§ **Directions for this task**: Set down all the records below, word for word.

Recorded data:
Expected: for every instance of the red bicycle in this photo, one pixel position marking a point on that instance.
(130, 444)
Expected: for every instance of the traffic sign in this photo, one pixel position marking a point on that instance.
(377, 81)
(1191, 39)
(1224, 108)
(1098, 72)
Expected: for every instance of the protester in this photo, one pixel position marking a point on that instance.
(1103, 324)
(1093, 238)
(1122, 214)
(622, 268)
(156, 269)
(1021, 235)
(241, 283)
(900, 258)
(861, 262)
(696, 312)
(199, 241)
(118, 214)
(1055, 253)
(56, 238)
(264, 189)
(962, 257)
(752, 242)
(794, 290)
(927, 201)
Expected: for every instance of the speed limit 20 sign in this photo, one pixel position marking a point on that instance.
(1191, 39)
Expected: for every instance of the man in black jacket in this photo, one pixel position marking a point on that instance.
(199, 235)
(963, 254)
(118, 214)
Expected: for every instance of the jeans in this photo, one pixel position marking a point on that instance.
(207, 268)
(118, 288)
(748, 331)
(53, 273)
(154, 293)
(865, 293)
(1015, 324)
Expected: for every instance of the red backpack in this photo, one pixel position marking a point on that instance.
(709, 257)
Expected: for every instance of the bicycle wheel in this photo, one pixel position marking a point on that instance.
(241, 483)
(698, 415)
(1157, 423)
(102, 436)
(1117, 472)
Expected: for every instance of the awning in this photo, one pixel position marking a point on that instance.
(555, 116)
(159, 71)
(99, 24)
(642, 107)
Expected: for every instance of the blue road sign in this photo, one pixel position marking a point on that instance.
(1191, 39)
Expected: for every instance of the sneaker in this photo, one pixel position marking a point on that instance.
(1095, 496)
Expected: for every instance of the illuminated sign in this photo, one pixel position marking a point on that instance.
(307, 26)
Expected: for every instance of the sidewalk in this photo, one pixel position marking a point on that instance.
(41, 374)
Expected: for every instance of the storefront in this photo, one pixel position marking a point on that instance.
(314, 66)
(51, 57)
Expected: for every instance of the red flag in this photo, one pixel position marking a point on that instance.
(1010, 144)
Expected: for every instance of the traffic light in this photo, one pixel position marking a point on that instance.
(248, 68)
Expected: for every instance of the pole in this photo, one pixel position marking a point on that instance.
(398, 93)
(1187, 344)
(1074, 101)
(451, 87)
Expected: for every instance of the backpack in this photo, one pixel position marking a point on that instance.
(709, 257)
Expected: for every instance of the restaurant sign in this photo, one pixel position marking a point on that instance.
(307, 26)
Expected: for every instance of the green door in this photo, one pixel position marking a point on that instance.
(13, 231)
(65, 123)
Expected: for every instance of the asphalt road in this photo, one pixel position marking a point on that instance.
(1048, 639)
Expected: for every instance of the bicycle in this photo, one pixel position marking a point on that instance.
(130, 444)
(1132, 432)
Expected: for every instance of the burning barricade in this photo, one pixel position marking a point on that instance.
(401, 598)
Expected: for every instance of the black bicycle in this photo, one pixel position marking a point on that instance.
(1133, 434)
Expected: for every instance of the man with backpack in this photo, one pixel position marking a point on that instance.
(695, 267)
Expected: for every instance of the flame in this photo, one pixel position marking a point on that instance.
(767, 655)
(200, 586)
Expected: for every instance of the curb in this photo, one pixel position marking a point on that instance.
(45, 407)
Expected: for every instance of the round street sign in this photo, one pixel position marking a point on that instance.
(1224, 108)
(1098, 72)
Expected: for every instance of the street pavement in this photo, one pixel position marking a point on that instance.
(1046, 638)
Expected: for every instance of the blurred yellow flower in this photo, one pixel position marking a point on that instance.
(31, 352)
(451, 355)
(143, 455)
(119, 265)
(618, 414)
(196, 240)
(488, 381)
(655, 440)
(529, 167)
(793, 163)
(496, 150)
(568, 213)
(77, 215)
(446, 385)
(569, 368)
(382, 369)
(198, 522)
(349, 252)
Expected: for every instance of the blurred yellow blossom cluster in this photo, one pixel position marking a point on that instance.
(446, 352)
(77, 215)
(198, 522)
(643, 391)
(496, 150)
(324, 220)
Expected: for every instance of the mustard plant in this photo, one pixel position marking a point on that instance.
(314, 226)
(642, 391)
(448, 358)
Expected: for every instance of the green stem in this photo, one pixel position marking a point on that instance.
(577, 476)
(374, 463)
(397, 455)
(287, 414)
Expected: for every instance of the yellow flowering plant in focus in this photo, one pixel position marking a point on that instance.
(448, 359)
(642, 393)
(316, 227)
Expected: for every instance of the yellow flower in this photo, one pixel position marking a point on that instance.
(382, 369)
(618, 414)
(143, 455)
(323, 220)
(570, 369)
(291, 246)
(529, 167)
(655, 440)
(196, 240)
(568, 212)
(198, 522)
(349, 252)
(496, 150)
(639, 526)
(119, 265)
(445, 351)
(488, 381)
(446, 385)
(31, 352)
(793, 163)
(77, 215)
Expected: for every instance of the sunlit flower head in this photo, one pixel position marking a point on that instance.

§ **Problem solution**:
Expected: for every instance of the red bicycle in this photo, one pixel position marking a point on that instance.
(130, 444)
Expected: for every instance of the traffic sign in this photo, one pixel position marking a point on that instance.
(377, 81)
(1191, 39)
(1224, 108)
(1098, 72)
Expected: for every instance of the protester in this photo, one pixel position marking a point on that instance.
(1103, 324)
(1093, 238)
(1122, 214)
(622, 268)
(156, 269)
(1021, 235)
(241, 283)
(900, 258)
(861, 262)
(696, 312)
(199, 241)
(118, 214)
(1055, 253)
(56, 238)
(264, 189)
(962, 257)
(752, 242)
(794, 290)
(927, 201)
Expected: for every instance of the speed limit 20 sign in this photo, one pixel position marking a point on that instance.
(1191, 39)
Expected: for every instance of the man in black jacket in this photo, one pixel position marking a point on that instance.
(199, 235)
(963, 254)
(118, 214)
Expected: for every instance of the jeans in this photo, one pixel position marking a point on that instance.
(207, 268)
(118, 288)
(748, 331)
(53, 273)
(154, 293)
(865, 293)
(1015, 324)
Expected: for every instance of the red backpack in this photo, one pixel position marking a point on that instance.
(709, 257)
Expected: for every instance of the bicycle wheel in this photo, one pixel position marking a point on that instance.
(241, 483)
(698, 415)
(1157, 423)
(102, 436)
(1117, 472)
Expected: for every instance of the awning in this photo, one pixel position marking a point on that instance.
(555, 116)
(159, 71)
(99, 24)
(642, 107)
Expected: for every instance of the blue road sign in this photo, one pixel position marking a point on that instance.
(1191, 39)
Expected: for every instance of the sneaker in this photo, one pixel position marking a point on that instance.
(1095, 496)
Expected: for every instance of the illuminated sign in this photo, one pixel position marking a point on that instance.
(307, 26)
Expected: for every instance of the sidewalk in this photo, one pixel position marking a point on that instance.
(41, 374)
Expected: for every instance of the storefront in this photo, one pixel position marking a point on that instance.
(314, 66)
(51, 57)
Expected: for every instance of the red flag in this photo, one pixel position marking a point on that instance.
(1010, 144)
Expected: for every instance of the traffic light in this photo, one pixel position marking a point on that instance.
(248, 68)
Expected: for every instance of the pole in this photo, one pixel position marking a point on that instance.
(398, 93)
(1187, 344)
(1074, 101)
(451, 87)
Expected: for every instance of the backpack in this photo, one pixel position marking a point on that instance.
(709, 257)
Expected: for every instance of the restaurant sign in this photo, one pixel position marking a point on that instance.
(307, 26)
Expected: for every instance of the green door in this photo, one pixel position marking a point on that instance.
(13, 231)
(65, 123)
Expected: for every instance of the asphalt road in this photo, one pixel position marking a point on that instance.
(1048, 639)
Expected: for every instance of the bicycle in this photo, one pixel position marking a point on that instance.
(130, 444)
(1132, 432)
Expected: for every instance of the burning barricade in this photo, one pixel position marking a point on that instance.
(401, 598)
Expected: for every instance of the black bicycle in this photo, one pixel position marking a point on that instance.
(1133, 434)
Expected: for every instance of the man with backpack in this photo, one pixel position marking a point on that instance.
(695, 267)
Expected: for every instance of the flame in this photo, one pixel position marking a point on that instance.
(767, 655)
(200, 586)
Expected: for every instance of the curb in this photo, one pixel position marking a point on that instance.
(45, 407)
Expected: for every instance of the round street sign in this photo, one pixel position marking a point on that instance.
(1224, 108)
(1098, 72)
Expected: for every instance of the street pavement in this photo, one pixel position marking a point on that instance.
(1046, 638)
Expected: for every instance of the blurred yellow flower in this photo, one pixel position marking a point on that instance.
(31, 352)
(451, 355)
(143, 455)
(119, 265)
(618, 414)
(196, 240)
(488, 381)
(655, 440)
(529, 167)
(793, 163)
(496, 150)
(568, 213)
(77, 215)
(446, 385)
(569, 368)
(382, 369)
(198, 522)
(349, 252)
Expected: for every instance of the blurred yellow blossom cluster in this photo, one pixel position marking a point on that instance.
(446, 352)
(77, 215)
(198, 522)
(643, 391)
(496, 150)
(324, 220)
Expected: for every instance of the mustard plant in this photo, one pixel position marking a point on that instance.
(314, 226)
(642, 391)
(448, 358)
Expected: for every instance of the green stem in this photo, one pixel position marking a point on that instance.
(577, 476)
(374, 463)
(397, 455)
(287, 414)
Expected: for every instance of the yellow flowering plant in focus in this photo, one pixel position marking a point on that instance.
(448, 359)
(642, 393)
(316, 227)
Expected: for every instance of the yellow flower in this photo, one pixel position marking a point on that instance.
(382, 369)
(618, 414)
(143, 455)
(323, 220)
(570, 369)
(291, 246)
(529, 167)
(655, 440)
(196, 240)
(568, 212)
(198, 522)
(349, 252)
(496, 150)
(639, 526)
(119, 265)
(445, 351)
(488, 381)
(446, 385)
(31, 352)
(793, 163)
(77, 215)
Expected: for every instance of the sunlit flower head in this photo, one pixel position marking a point on that instance.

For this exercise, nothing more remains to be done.